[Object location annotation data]

※ ※ ※

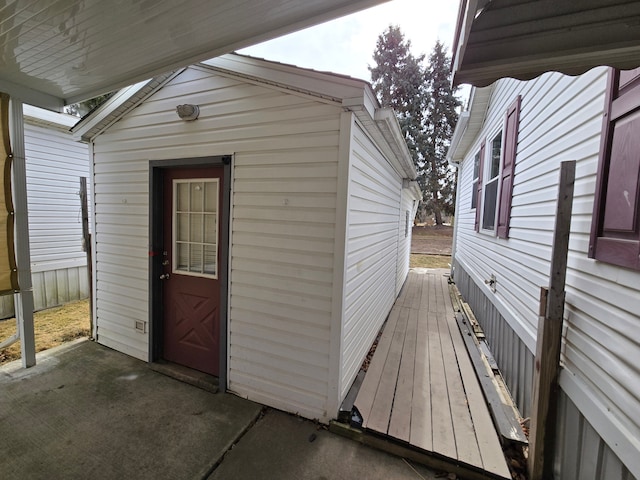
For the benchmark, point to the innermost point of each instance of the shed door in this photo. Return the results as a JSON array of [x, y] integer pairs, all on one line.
[[191, 285]]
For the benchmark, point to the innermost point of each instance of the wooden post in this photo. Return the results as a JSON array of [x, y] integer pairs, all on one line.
[[86, 244], [545, 380], [23, 300]]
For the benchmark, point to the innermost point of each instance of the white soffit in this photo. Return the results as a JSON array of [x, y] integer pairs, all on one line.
[[525, 38], [55, 52]]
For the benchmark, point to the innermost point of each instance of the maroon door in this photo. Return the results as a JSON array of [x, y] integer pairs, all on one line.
[[191, 285]]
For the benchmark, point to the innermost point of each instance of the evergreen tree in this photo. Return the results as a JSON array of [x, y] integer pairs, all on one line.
[[426, 107], [438, 180], [398, 82]]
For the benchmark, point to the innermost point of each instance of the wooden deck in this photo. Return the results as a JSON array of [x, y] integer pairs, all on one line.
[[421, 387]]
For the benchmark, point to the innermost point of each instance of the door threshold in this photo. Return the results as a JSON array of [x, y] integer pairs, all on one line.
[[186, 375]]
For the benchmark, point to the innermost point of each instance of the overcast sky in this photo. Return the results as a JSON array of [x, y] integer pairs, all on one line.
[[346, 45]]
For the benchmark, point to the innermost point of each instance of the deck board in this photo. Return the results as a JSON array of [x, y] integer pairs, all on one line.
[[421, 387]]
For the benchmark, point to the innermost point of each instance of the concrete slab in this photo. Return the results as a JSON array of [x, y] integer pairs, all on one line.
[[284, 447], [87, 411]]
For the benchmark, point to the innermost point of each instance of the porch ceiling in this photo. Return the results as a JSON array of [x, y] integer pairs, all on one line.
[[55, 52], [525, 38]]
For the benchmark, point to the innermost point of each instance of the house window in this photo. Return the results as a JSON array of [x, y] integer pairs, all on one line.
[[497, 191], [615, 230], [477, 193], [492, 183], [195, 227], [406, 223], [474, 184]]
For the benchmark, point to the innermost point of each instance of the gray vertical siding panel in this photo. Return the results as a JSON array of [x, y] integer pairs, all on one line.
[[580, 452], [512, 355]]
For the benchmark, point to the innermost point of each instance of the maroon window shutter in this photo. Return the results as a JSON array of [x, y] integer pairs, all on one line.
[[615, 231], [508, 166], [478, 192]]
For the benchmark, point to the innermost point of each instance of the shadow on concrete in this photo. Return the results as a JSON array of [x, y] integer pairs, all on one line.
[[87, 411]]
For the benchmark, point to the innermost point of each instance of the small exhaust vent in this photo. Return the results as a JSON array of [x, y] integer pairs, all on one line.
[[141, 326]]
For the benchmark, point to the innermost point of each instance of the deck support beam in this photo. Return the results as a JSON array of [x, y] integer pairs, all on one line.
[[547, 365]]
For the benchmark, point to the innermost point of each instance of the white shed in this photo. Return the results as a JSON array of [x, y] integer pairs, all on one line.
[[54, 163], [264, 242], [509, 146]]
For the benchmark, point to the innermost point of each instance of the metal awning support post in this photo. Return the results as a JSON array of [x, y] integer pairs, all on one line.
[[23, 299]]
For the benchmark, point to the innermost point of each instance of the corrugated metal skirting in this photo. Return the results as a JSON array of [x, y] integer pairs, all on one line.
[[512, 355], [580, 452]]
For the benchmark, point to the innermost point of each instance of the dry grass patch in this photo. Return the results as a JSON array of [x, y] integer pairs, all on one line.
[[429, 261], [52, 328]]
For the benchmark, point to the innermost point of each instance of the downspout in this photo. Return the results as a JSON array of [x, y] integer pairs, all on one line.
[[24, 298]]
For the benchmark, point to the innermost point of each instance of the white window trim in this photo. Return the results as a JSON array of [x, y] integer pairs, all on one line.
[[174, 226], [485, 174]]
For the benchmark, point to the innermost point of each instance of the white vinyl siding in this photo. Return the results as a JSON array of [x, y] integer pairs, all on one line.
[[54, 165], [374, 221], [284, 177], [561, 119]]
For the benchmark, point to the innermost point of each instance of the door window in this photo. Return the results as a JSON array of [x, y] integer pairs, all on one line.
[[195, 227]]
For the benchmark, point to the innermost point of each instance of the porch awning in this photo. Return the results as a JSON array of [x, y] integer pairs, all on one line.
[[525, 38], [56, 52]]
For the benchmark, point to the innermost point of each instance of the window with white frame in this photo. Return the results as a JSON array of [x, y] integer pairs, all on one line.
[[195, 227], [492, 182], [476, 178]]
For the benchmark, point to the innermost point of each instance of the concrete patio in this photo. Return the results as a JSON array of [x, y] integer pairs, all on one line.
[[85, 411]]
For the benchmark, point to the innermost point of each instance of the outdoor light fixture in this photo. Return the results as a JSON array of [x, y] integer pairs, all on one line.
[[188, 112]]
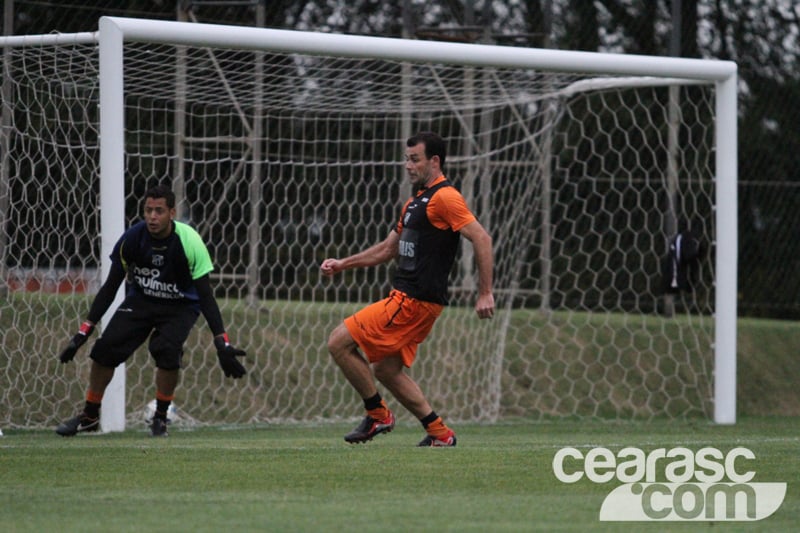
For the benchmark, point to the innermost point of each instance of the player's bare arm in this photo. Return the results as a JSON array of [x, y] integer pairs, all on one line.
[[482, 243], [374, 255]]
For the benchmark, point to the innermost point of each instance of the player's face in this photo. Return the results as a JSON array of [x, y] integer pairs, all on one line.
[[421, 170], [158, 217]]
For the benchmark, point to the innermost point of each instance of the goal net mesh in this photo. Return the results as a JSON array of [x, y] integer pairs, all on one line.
[[282, 160]]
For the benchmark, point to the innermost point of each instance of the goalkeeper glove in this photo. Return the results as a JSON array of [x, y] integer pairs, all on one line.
[[76, 342], [227, 355]]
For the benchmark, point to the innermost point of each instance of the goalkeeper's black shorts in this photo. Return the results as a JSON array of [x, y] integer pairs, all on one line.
[[168, 325]]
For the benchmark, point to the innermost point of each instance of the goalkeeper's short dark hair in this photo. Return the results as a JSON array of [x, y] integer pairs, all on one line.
[[162, 191], [434, 145]]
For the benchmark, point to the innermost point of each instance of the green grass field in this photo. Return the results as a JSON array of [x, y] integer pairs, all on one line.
[[306, 478]]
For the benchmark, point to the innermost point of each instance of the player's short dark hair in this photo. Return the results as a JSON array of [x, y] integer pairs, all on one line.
[[162, 191], [434, 145]]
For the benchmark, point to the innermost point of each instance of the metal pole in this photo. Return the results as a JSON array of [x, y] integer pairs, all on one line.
[[673, 111], [5, 131], [256, 143]]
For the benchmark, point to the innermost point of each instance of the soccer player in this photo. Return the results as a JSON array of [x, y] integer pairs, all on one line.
[[424, 241], [165, 265]]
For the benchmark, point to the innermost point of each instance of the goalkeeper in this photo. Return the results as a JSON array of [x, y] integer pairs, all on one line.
[[424, 241], [166, 267]]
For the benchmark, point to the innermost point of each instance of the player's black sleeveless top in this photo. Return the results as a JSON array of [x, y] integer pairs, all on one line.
[[426, 253]]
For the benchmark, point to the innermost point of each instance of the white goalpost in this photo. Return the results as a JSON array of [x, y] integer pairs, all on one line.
[[284, 147]]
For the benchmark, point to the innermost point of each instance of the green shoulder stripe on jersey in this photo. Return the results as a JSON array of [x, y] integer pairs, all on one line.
[[196, 252]]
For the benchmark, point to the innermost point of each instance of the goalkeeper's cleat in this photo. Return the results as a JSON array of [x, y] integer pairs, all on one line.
[[448, 440], [79, 424], [158, 427], [369, 427]]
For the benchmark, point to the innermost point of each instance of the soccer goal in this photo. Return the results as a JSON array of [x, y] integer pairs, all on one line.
[[286, 147]]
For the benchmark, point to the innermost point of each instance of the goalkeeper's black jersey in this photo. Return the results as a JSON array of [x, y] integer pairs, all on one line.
[[162, 269]]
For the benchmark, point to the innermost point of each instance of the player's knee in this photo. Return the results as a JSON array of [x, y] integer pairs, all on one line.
[[386, 372], [338, 341]]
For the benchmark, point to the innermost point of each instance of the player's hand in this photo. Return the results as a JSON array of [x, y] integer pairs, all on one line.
[[329, 267], [227, 354], [76, 342]]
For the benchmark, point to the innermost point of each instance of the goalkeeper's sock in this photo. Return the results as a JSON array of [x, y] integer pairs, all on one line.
[[434, 425], [92, 406], [376, 407]]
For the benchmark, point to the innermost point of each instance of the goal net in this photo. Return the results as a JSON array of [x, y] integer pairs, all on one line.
[[284, 156]]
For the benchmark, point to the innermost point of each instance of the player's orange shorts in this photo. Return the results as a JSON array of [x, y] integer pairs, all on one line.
[[392, 326]]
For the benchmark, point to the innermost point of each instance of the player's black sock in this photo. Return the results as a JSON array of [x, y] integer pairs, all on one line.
[[428, 420], [91, 410], [162, 408]]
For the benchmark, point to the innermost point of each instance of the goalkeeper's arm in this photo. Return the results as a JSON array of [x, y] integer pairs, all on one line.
[[226, 353], [102, 301]]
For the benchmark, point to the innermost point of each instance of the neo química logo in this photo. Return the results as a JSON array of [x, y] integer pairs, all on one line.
[[675, 484]]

※ ※ ※

→ **The exercise**: Put the lines from the one containing "the wooden post" to the one containing "[[86, 244], [545, 380], [23, 300]]" into a Markdown table with columns Row and Line, numbering each row and leaving out blank lines.

→ **The response**:
| Row | Line |
|---|---|
| 1 | For the benchmark, point to the innermost point of each instance of the wooden post in this photo. Return the results as a JSON array of [x, y] integer pairs, all on one line. |
| 2 | [[86, 244], [545, 380], [23, 300]] |